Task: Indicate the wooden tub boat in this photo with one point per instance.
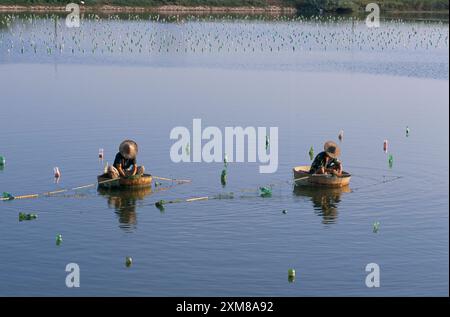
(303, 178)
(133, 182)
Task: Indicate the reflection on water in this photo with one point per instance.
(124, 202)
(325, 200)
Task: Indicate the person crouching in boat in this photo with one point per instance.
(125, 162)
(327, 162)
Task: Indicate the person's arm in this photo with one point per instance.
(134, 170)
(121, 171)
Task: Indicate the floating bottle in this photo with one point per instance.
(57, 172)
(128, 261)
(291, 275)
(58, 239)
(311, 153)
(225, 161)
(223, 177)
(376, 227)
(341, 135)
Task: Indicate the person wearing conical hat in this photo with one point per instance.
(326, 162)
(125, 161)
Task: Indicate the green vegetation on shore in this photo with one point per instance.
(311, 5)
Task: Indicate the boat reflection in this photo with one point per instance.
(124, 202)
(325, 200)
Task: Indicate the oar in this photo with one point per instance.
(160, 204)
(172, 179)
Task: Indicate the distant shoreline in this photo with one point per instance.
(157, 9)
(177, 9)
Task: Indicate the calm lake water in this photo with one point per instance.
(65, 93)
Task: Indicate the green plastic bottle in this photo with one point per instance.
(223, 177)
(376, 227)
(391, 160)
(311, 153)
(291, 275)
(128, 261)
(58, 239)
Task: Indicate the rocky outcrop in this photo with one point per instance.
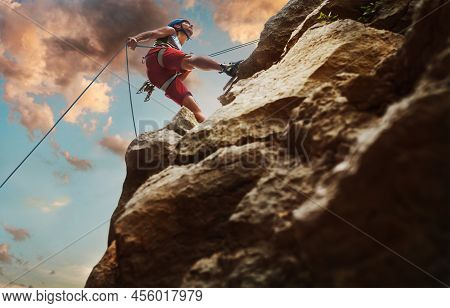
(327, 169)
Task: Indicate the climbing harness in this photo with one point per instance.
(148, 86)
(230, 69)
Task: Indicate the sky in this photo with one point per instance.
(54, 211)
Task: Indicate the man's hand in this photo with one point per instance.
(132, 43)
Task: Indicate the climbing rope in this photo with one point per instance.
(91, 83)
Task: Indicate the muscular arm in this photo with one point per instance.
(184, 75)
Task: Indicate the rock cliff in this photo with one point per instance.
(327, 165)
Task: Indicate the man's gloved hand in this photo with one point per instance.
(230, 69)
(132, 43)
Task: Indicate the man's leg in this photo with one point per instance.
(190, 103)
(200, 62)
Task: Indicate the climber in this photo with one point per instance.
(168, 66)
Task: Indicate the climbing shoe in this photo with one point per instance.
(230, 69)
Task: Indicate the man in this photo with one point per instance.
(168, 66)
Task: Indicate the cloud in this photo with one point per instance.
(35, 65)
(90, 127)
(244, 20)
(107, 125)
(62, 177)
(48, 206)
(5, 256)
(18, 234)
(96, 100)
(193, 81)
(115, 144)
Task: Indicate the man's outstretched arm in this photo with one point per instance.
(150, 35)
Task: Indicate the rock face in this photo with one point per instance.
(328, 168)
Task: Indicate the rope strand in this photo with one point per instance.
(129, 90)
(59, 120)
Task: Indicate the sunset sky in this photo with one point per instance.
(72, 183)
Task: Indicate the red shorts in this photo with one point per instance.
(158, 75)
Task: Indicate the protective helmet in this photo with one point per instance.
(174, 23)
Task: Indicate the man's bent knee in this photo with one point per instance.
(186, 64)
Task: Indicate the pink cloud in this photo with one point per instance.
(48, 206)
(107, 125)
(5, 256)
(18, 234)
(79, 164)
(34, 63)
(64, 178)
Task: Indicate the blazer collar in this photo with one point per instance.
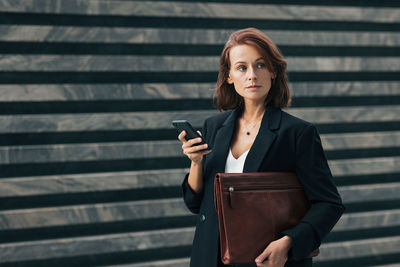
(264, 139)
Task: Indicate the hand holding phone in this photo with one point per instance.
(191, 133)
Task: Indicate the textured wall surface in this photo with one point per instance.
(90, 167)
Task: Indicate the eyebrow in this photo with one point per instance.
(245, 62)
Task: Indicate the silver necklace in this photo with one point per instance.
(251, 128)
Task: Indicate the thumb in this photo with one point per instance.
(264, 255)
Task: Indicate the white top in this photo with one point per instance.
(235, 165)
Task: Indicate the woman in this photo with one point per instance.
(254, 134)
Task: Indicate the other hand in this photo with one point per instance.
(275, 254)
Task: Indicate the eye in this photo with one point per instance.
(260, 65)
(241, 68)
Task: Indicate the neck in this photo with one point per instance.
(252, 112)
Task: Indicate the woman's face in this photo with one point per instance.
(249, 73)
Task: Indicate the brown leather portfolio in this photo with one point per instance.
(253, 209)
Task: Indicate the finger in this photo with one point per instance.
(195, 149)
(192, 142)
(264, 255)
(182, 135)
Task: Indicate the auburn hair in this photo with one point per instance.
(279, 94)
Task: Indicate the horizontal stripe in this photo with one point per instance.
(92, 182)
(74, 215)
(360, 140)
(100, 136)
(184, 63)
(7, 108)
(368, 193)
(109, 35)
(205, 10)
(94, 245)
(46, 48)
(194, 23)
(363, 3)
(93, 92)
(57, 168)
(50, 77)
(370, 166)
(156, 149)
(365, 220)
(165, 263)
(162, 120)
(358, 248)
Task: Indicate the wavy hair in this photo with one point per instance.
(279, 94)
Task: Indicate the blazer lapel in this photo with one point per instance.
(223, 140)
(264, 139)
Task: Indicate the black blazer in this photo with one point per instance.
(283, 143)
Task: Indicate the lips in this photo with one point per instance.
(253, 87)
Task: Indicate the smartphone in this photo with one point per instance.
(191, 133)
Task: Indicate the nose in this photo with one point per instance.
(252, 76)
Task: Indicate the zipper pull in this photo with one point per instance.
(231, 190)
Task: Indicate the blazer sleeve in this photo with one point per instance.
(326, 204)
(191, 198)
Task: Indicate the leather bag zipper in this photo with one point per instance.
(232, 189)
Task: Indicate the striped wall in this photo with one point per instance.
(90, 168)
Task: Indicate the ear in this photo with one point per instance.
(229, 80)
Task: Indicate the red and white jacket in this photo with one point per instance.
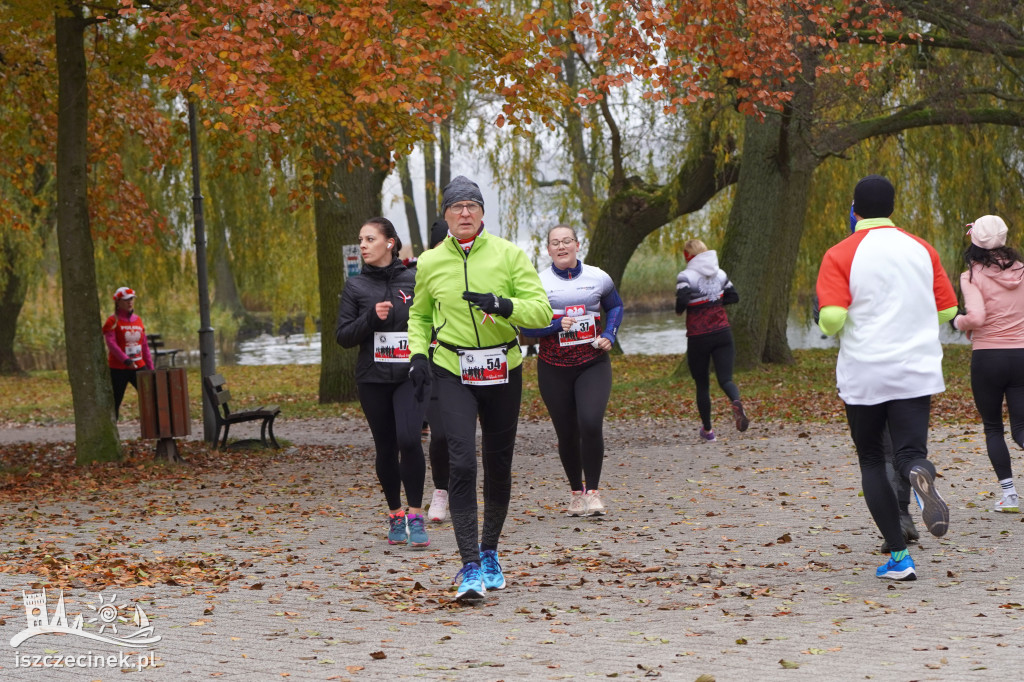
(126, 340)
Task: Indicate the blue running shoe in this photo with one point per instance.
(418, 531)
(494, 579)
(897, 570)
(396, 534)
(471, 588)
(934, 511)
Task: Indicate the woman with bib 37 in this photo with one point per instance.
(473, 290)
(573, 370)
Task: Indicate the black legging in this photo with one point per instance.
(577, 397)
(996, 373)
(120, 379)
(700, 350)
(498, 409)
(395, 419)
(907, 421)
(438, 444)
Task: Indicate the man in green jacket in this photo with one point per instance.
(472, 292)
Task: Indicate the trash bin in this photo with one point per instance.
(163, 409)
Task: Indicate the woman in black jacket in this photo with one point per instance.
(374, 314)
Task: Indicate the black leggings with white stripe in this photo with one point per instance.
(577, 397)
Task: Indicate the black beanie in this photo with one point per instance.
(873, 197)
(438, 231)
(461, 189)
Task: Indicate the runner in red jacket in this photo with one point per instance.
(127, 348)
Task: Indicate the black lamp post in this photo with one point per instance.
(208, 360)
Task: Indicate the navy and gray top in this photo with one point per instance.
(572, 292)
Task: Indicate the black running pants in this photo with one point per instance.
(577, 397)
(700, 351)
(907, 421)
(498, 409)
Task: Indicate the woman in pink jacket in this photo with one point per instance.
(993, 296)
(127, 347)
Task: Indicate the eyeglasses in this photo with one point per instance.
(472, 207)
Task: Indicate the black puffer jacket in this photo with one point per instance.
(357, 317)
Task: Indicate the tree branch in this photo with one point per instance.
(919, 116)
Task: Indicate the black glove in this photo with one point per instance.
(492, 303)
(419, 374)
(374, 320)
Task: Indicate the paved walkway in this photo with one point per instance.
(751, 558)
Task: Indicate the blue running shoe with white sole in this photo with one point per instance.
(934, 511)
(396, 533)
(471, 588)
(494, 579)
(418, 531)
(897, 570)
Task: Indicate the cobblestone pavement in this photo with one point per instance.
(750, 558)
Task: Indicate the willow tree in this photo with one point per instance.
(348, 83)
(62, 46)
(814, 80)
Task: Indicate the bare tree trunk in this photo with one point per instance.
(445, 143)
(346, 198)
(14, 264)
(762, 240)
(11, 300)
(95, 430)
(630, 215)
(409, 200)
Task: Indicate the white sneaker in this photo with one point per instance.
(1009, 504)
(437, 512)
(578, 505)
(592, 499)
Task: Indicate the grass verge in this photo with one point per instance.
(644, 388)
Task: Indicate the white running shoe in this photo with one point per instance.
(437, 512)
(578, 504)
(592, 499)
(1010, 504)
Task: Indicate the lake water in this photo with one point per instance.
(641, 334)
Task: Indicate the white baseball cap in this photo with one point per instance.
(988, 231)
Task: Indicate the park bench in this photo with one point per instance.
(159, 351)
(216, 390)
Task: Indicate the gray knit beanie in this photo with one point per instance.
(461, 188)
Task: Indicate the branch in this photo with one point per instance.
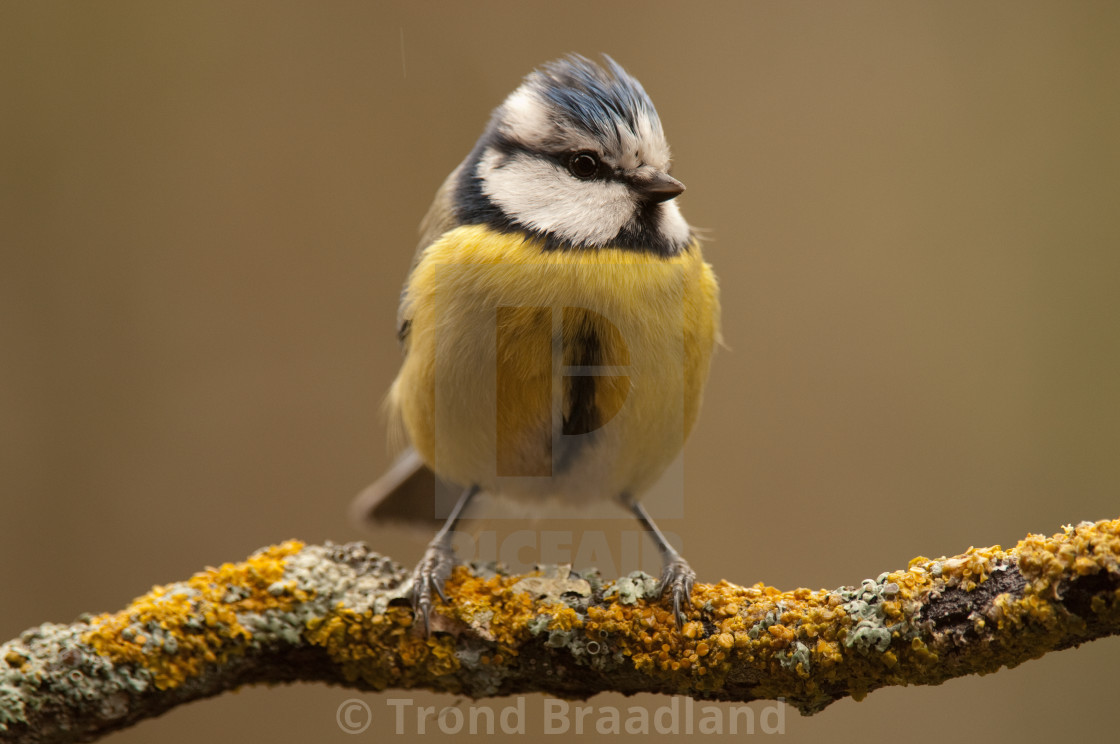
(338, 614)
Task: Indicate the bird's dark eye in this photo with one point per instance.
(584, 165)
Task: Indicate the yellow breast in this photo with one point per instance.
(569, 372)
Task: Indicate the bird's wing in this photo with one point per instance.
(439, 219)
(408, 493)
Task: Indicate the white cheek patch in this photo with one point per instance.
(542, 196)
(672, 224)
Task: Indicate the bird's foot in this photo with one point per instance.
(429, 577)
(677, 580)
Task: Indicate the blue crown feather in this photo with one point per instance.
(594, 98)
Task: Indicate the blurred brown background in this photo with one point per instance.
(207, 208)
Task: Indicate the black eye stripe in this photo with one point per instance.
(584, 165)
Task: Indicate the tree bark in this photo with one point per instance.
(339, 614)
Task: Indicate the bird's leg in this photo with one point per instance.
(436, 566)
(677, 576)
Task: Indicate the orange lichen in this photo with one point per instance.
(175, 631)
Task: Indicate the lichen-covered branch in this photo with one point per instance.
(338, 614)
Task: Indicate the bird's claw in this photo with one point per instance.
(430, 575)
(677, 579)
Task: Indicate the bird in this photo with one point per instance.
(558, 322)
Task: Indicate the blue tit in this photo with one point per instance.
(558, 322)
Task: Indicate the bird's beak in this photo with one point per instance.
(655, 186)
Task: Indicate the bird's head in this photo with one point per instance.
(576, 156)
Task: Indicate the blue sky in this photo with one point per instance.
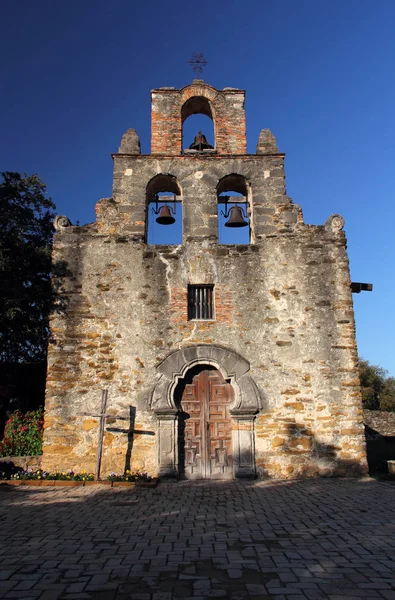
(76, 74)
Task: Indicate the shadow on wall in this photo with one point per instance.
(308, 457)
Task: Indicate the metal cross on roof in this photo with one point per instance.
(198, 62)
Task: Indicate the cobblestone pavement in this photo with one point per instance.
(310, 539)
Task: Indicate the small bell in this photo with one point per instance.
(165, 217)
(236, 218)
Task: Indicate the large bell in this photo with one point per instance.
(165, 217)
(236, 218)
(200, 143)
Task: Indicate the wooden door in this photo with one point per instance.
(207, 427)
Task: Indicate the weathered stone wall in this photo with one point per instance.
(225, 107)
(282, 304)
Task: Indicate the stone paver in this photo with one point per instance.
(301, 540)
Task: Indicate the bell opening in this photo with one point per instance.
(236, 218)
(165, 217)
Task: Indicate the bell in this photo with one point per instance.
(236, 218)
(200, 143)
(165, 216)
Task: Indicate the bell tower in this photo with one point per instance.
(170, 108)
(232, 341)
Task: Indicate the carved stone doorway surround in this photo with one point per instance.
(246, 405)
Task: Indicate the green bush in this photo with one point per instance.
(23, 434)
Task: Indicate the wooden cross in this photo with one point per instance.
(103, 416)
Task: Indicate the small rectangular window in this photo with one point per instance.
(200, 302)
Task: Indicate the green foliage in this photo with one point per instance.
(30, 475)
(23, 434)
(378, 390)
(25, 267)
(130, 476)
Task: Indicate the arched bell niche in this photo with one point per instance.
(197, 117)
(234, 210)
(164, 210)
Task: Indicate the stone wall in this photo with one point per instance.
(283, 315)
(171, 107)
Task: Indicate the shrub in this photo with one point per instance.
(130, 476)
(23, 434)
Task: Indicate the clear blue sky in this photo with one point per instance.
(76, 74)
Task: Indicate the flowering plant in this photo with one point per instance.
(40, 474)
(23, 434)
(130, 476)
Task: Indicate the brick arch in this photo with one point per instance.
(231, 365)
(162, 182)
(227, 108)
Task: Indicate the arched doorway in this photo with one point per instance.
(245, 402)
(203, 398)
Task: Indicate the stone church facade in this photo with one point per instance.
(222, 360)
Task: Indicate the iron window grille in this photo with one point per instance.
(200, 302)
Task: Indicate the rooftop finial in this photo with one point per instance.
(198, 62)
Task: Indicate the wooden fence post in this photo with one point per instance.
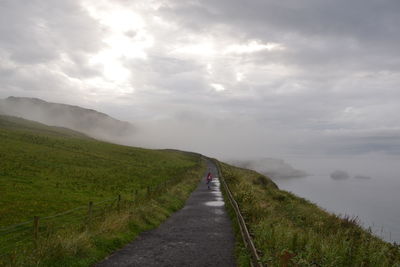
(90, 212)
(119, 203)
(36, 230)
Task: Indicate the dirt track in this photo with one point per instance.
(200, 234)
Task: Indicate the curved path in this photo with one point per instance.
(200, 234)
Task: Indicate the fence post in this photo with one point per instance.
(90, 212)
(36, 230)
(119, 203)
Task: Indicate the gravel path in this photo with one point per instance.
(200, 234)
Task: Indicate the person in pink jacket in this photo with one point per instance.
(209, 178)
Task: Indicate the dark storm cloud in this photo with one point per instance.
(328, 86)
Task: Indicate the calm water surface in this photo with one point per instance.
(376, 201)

Exercise requirements: Beginning with the line that holds "Task: Indicate the clear" and ending with the last line of the material above, extract every line exactly, pictures excluded.

Result for this exercise:
Task: Indicate the clear blue sky in this photo with one point per instance.
(76, 74)
Task: Indicate the flowering plant in this photo with one point per instance.
(40, 474)
(23, 434)
(130, 476)
Task: Indicate the brick arch in this photo with one point per instance.
(231, 365)
(162, 182)
(227, 108)
Task: Indicate the arched doorway in this photo with one point per instance.
(245, 402)
(203, 398)
Task: Indicate the stone church facade in this photo with one point per instance.
(222, 360)
Task: Indicate the iron window grille in this photo with one point per instance.
(200, 302)
Task: Indicate the rooftop finial in this photo with one point per instance.
(198, 62)
Task: Indicate the wooden fence post in this photo with one point per instance.
(90, 212)
(119, 203)
(36, 230)
Task: Indicate the dirt track in this photo with one point per instance.
(200, 234)
Task: Indicate the curved path in this photo with one point per instance.
(200, 234)
Task: Indicate the fence post in this photo with one point per instance.
(90, 212)
(36, 230)
(119, 203)
Task: Indicate the gravel path in this photo with one point per instance.
(200, 234)
Task: Indicate the person in pink jacket in this photo with one point per instance.
(209, 178)
Task: Indicate the dark storm cloud in this photo with one point per instance.
(328, 86)
Task: Indicate the calm water surface in this photo with one point per instance.
(376, 201)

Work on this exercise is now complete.